>> START

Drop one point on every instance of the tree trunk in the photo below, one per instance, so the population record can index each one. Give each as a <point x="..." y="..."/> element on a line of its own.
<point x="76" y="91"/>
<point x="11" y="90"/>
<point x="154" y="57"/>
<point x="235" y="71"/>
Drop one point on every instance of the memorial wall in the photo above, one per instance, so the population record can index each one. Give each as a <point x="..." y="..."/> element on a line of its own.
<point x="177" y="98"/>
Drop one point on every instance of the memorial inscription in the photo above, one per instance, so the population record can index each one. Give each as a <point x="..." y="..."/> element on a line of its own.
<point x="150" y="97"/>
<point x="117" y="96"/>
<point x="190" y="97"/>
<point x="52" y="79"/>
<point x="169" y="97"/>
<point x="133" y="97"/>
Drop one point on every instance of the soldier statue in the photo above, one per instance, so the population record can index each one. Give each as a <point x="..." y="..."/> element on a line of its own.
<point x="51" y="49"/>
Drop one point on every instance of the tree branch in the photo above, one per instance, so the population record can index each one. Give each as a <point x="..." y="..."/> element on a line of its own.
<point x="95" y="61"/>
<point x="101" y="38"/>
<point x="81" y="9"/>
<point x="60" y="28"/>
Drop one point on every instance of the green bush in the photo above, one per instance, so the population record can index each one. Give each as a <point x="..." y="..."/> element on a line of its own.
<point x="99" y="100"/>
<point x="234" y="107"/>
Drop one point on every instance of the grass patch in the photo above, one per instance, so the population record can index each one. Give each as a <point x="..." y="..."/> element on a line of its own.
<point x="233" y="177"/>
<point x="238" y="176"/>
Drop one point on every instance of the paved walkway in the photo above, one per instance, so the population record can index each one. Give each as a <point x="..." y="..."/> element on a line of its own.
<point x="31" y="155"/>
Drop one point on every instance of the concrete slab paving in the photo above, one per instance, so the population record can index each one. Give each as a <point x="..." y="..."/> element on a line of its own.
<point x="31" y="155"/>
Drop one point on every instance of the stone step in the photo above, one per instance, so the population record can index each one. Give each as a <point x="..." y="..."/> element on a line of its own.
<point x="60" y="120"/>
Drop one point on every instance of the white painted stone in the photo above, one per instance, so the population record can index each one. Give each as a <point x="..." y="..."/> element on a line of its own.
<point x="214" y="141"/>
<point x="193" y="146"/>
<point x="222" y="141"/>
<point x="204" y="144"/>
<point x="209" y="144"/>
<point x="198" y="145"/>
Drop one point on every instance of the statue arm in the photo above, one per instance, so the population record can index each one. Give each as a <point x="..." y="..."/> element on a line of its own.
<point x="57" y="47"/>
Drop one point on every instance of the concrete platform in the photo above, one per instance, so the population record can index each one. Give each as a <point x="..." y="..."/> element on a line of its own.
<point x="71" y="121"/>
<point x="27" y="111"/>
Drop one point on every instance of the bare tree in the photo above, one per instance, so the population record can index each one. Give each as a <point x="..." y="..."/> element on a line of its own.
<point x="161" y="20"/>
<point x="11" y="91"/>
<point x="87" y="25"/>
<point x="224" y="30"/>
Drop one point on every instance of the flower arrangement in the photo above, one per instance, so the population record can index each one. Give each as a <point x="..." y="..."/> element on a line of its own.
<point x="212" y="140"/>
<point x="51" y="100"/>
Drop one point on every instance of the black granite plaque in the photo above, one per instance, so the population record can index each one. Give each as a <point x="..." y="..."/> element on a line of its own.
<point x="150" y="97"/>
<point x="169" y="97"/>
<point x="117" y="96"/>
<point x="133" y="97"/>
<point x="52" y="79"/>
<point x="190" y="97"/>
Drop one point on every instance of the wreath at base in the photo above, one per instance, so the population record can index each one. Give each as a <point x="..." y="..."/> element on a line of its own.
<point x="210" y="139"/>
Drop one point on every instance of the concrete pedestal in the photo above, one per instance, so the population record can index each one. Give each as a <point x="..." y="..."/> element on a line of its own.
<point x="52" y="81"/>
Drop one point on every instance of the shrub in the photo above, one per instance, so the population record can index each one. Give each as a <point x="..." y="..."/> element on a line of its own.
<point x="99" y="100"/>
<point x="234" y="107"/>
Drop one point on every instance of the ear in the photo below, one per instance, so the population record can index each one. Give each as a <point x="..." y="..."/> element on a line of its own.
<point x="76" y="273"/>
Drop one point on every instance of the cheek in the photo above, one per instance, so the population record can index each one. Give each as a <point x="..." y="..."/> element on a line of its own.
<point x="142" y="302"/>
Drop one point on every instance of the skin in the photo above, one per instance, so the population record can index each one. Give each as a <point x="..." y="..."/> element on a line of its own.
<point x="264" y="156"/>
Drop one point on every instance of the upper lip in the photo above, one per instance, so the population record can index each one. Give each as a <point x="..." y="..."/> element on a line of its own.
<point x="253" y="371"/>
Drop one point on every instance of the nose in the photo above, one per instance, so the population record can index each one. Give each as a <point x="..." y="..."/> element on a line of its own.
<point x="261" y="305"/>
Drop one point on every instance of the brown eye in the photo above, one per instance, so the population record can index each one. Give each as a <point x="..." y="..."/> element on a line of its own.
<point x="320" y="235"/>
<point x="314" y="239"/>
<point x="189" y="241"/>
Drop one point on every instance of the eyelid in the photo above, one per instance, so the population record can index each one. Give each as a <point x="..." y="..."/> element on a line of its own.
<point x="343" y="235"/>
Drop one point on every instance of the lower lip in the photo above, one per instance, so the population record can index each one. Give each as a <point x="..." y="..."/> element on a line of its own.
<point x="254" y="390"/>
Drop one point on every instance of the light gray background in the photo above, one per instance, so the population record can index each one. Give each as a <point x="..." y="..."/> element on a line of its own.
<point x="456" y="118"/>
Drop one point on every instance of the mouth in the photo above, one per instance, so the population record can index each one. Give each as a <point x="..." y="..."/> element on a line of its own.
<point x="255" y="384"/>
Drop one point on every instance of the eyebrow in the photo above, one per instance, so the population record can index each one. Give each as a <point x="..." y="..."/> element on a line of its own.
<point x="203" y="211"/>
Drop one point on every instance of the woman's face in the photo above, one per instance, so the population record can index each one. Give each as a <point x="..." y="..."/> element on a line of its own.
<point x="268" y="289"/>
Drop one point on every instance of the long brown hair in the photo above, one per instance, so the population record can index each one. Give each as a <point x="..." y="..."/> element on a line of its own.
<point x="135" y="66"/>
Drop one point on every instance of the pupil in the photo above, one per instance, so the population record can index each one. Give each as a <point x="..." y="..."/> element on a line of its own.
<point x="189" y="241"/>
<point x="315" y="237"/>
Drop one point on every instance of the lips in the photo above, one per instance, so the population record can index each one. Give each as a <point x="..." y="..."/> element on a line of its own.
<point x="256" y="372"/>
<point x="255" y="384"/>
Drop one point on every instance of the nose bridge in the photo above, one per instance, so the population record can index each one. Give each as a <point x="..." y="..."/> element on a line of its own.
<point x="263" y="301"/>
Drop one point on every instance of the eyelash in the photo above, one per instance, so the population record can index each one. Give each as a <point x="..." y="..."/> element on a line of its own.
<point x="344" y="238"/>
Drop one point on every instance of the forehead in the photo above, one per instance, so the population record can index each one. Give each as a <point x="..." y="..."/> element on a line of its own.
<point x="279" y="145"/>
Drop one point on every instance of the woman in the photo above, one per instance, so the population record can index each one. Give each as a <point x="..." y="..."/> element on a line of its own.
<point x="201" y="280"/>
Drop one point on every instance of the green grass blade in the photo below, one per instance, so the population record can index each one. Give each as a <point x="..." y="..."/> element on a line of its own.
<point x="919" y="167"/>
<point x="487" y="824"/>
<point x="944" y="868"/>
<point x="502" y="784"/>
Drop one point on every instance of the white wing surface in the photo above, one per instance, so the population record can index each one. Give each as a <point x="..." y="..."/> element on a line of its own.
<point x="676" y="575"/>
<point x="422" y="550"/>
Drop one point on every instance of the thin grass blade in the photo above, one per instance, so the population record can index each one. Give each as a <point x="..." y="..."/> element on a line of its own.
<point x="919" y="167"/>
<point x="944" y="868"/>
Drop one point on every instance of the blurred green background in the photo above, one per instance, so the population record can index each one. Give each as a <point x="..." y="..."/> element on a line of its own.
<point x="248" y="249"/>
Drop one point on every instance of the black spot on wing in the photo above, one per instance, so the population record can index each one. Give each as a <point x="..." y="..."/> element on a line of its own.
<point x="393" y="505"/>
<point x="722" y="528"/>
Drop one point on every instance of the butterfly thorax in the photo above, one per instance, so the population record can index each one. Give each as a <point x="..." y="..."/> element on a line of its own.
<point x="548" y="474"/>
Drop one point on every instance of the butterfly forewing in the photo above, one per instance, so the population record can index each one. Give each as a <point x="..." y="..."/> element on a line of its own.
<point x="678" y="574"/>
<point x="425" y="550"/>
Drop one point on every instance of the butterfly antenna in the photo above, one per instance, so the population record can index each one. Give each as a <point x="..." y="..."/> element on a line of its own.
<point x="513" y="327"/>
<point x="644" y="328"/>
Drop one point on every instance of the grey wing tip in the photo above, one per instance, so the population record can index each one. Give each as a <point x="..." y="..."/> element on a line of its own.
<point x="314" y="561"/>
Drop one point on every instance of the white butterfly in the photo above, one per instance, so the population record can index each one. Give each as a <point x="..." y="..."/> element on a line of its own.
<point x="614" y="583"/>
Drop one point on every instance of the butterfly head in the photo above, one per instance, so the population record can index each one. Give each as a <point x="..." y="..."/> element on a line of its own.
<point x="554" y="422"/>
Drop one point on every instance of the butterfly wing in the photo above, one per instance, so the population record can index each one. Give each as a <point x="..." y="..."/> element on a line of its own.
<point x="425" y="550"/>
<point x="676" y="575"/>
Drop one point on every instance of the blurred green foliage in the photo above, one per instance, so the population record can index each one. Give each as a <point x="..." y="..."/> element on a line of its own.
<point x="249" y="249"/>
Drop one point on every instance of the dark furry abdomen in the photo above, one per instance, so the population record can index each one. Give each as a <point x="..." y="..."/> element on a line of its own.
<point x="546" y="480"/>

>> END

§ **Prompt**
Write out the rows word for word, starting at the row that contains "Drop one point on every instance of the grey" and ending with the last row above.

§ **Output below**
Drop one point on every instance of the grey wing tip in the photo above, one per instance, so the population record can index each one. Give each as a <point x="..." y="..."/> element on a line of its own.
<point x="314" y="561"/>
Drop one point on every instance of the white butterfly in the photo above, one per instance, so the population record can index each one. Give each as a <point x="..." y="..."/> element on a line of its own.
<point x="614" y="583"/>
Drop one point on every instance of the butterfly head in the photo above, one per instance, so the population record can index each one. Give each as a <point x="..." y="..."/> element on a line of its own.
<point x="554" y="422"/>
Drop one point on every instance of the butterfly wing in the photo above, one per instance, so the population record can index each one. Give each as a <point x="..." y="..."/> element on a line of its own.
<point x="425" y="550"/>
<point x="676" y="575"/>
Drop one point on every instance of the blurred green foliage in the photo above, one per instance, so the population record can index each one. Give each as a <point x="..." y="..."/> element on a line of its own.
<point x="249" y="249"/>
Drop one point on every instance of the dark furry abdomen in the photo above, one per instance, so the population record can index each one. Give each as a <point x="..." y="..."/> element on a line of its own.
<point x="546" y="480"/>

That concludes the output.